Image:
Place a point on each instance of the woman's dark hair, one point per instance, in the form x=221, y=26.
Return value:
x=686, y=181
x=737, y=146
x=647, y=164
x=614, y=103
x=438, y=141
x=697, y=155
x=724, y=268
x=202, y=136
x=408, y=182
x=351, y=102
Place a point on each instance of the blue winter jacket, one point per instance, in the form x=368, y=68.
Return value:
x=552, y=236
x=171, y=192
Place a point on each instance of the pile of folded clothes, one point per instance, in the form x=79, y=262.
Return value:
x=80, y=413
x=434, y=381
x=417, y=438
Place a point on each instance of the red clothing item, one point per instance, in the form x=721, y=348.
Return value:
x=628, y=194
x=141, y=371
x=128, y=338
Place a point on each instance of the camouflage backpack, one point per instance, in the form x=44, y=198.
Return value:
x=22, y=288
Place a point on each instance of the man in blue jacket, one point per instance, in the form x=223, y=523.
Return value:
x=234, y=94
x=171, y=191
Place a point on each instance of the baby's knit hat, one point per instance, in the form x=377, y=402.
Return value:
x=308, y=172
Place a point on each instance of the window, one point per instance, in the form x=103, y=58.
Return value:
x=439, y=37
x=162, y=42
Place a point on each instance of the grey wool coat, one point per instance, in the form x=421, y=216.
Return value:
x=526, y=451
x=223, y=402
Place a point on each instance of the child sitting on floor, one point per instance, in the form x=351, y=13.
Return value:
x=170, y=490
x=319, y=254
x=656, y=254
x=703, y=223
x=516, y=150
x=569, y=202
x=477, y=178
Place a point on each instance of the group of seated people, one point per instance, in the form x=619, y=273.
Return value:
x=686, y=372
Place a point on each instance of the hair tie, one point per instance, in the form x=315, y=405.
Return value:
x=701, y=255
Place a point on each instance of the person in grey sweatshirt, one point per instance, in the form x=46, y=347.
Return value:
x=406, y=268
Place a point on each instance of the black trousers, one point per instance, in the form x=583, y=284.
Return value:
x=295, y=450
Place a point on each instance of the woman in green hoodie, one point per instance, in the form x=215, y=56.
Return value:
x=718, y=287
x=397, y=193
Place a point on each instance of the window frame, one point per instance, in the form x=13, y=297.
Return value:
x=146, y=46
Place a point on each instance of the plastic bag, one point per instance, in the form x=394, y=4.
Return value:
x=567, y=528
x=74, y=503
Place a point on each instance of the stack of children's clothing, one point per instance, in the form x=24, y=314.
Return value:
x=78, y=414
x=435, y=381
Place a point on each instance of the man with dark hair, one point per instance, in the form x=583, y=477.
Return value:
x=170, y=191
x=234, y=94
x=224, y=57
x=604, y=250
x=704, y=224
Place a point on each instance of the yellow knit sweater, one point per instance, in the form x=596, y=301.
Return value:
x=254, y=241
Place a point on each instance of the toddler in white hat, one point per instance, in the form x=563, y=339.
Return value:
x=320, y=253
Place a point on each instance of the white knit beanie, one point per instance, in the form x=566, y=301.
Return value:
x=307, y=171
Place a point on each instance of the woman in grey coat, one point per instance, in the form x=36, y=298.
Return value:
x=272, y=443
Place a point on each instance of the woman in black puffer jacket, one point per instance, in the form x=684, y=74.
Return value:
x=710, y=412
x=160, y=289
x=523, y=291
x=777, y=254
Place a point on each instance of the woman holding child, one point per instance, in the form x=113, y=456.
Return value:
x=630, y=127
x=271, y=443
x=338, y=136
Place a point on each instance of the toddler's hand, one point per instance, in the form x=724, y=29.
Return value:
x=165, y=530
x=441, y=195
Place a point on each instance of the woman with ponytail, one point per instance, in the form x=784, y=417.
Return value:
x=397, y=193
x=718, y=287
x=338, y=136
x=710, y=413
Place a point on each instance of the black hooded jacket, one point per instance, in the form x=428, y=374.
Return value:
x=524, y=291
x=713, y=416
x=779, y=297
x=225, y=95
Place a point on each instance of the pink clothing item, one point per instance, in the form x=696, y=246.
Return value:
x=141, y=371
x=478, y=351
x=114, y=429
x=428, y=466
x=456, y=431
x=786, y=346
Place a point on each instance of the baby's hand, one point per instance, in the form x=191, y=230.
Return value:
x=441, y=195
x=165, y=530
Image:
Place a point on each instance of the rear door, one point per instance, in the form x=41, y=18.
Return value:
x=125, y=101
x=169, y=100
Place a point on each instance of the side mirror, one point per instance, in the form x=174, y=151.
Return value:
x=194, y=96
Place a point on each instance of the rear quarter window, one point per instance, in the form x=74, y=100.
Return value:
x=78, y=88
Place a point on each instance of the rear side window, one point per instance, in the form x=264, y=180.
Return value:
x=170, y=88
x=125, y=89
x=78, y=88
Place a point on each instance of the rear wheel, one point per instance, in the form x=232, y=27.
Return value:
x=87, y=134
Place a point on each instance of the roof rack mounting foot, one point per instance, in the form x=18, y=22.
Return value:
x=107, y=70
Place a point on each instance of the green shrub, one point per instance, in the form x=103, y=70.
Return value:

- WRITTEN TASK
Render every line of all the records above as a numbered list, omitting any blank lines.

- RESULT
1. Image:
2. Place a point on each instance of the woman's dark hair, one point per instance, in the form x=221, y=26.
3. Return value:
4. x=686, y=181
5. x=737, y=146
6. x=647, y=164
7. x=614, y=103
8. x=438, y=141
9. x=697, y=155
10. x=724, y=268
11. x=202, y=136
12. x=408, y=182
13. x=351, y=102
14. Place a point on each instance of the blue winter jacket, one point per instance, in the form x=368, y=68.
15. Return value:
16. x=552, y=236
17. x=171, y=192
18. Place a point on each instance of the pile of folded clothes, one point per instance, in the form x=79, y=262.
19. Return value:
20. x=80, y=413
21. x=434, y=381
22. x=417, y=438
23. Place a point on each instance of the red clothing item, one point per instance, in the form x=721, y=348.
24. Return value:
25. x=628, y=194
26. x=141, y=371
27. x=128, y=338
28. Place a point on each instance of the camouflage backpack, one point per instance, in the form x=44, y=198.
29. Return value:
30. x=22, y=288
31. Place a point on each instance of the man in blue jacket, one point per instance, in the form x=223, y=523.
32. Return value:
33. x=234, y=94
34. x=171, y=191
35. Place a point on each instance of the baby's knit hat, one point per instance, in the form x=377, y=402.
36. Return value:
37. x=308, y=172
38. Place a point on each instance of the window, one point per instance, in the form x=103, y=58.
39. Return value:
40. x=439, y=37
41. x=162, y=42
42. Place a point on each instance of the grey wool coat, one point per instance, in the form x=421, y=216.
43. Return value:
44. x=526, y=451
45. x=223, y=402
46. Place a point on each instance of the child sitting on floor, one point per instance, in the form x=351, y=13.
47. Return value:
48. x=170, y=490
49. x=319, y=254
50. x=656, y=254
51. x=703, y=223
52. x=516, y=150
53. x=569, y=202
54. x=477, y=178
55. Place a point on each instance of the group of seated people, one point per instance, in the form x=619, y=273.
56. Return value:
57. x=686, y=372
58. Place a point on each instance of the hair tie, one point per instance, in the form x=315, y=405.
59. Return value:
60. x=701, y=255
61. Place a point on each instance of the person in grey sweatshirt, one point per instance, in the form x=46, y=347.
62. Return value:
63. x=406, y=268
64. Place a point on each instance of the black trousers, one point per instance, in the form x=583, y=284.
65. Return value:
66. x=295, y=450
67. Place a point on each instance of the woman in green hoodie, one point per instance, in the form x=215, y=56.
68. Return value:
69. x=718, y=287
70. x=397, y=193
71. Place a point on each instance of the window frame, one point per instance, in the form x=13, y=297.
72. Return value:
73. x=146, y=46
74. Place a point on each instance of the plastic bag, one point per instance, in the form x=394, y=4.
75. Return value:
76. x=567, y=528
77. x=74, y=503
78. Place a point on each instance of the stack of children's clothing, one point per instance, in the form x=24, y=314.
79. Return value:
80. x=78, y=414
81. x=435, y=381
82. Place a point on each instance of the man with dark hair, one point per instance, in the form x=583, y=477.
83. Return value:
84. x=170, y=191
85. x=234, y=94
86. x=224, y=57
87. x=604, y=250
88. x=704, y=224
89. Place a point on each instance of the yellow knit sweater, one point per instance, in the form x=596, y=301.
90. Return value:
91. x=254, y=241
92. Place a point on each instance of the toddler in white hat, one point per instance, in the form x=563, y=339.
93. Return value:
94. x=320, y=253
95. Place a point on each instance of the white knit beanie, one point per instance, in the form x=566, y=301.
96. Return value:
97. x=307, y=171
98. Place a point on each instance of the woman in grey coat, one point per instance, in the form x=36, y=298.
99. Return value:
100. x=272, y=443
101. Place a point on each instance of the woman in black puffer jacket, one point per instance, in the form x=684, y=74.
102. Return value:
103. x=710, y=412
104. x=160, y=289
105. x=523, y=291
106. x=777, y=254
107. Place a point on each instance of the woman holding child, one point per instance, in the form x=113, y=456.
108. Return value:
109. x=630, y=127
110. x=271, y=443
111. x=338, y=136
112. Place a point on each instance of the toddler's hand, one point per instance, in the form x=724, y=29.
113. Return value:
114. x=165, y=530
115. x=441, y=195
116. Place a point on each instance of the woman with ponytail, one point per instance, in the form x=784, y=417.
117. Return value:
118. x=397, y=193
119. x=718, y=287
120. x=338, y=136
121. x=710, y=413
122. Place a point on each instance of the black hooded jacket, one point per instance, in the form x=428, y=374.
123. Return value:
124. x=524, y=291
125. x=713, y=416
126. x=779, y=297
127. x=225, y=95
128. Place a point on each instance of the pink clothing item, one point per instance, in the form x=696, y=246.
129. Return value:
130. x=141, y=371
131. x=478, y=351
132. x=114, y=429
133. x=428, y=466
134. x=456, y=431
135. x=786, y=346
136. Place a point on each instance of the baby's hand, one point per instance, in the form x=191, y=230.
137. Return value:
138. x=441, y=195
139. x=165, y=530
140. Image:
141. Place a point on each instance of the rear door, one point per instance, in the form x=41, y=18.
142. Return value:
143. x=125, y=101
144. x=169, y=100
145. Place a point on each instance of the side mirror, one point per instance, in the form x=174, y=151.
146. Return value:
147. x=194, y=96
148. Place a point on each instance of the rear quarter window, one point per instance, in the form x=74, y=100.
149. Return value:
150. x=78, y=88
151. Place a point on each instance of the rear side window, one point per instance, in the form x=264, y=180.
152. Return value:
153. x=170, y=88
154. x=125, y=89
155. x=78, y=88
156. Place a point on each instance of the rear wheel, one point per instance, in the form x=232, y=27.
157. Return value:
158. x=87, y=134
159. Place a point on each instance of the roof rack mounting foot, one point per instance, in the form x=18, y=22.
160. Return value:
161. x=107, y=70
162. Place a point on each instance of the green shrub, one point per instance, in the form x=103, y=70.
163. Return value:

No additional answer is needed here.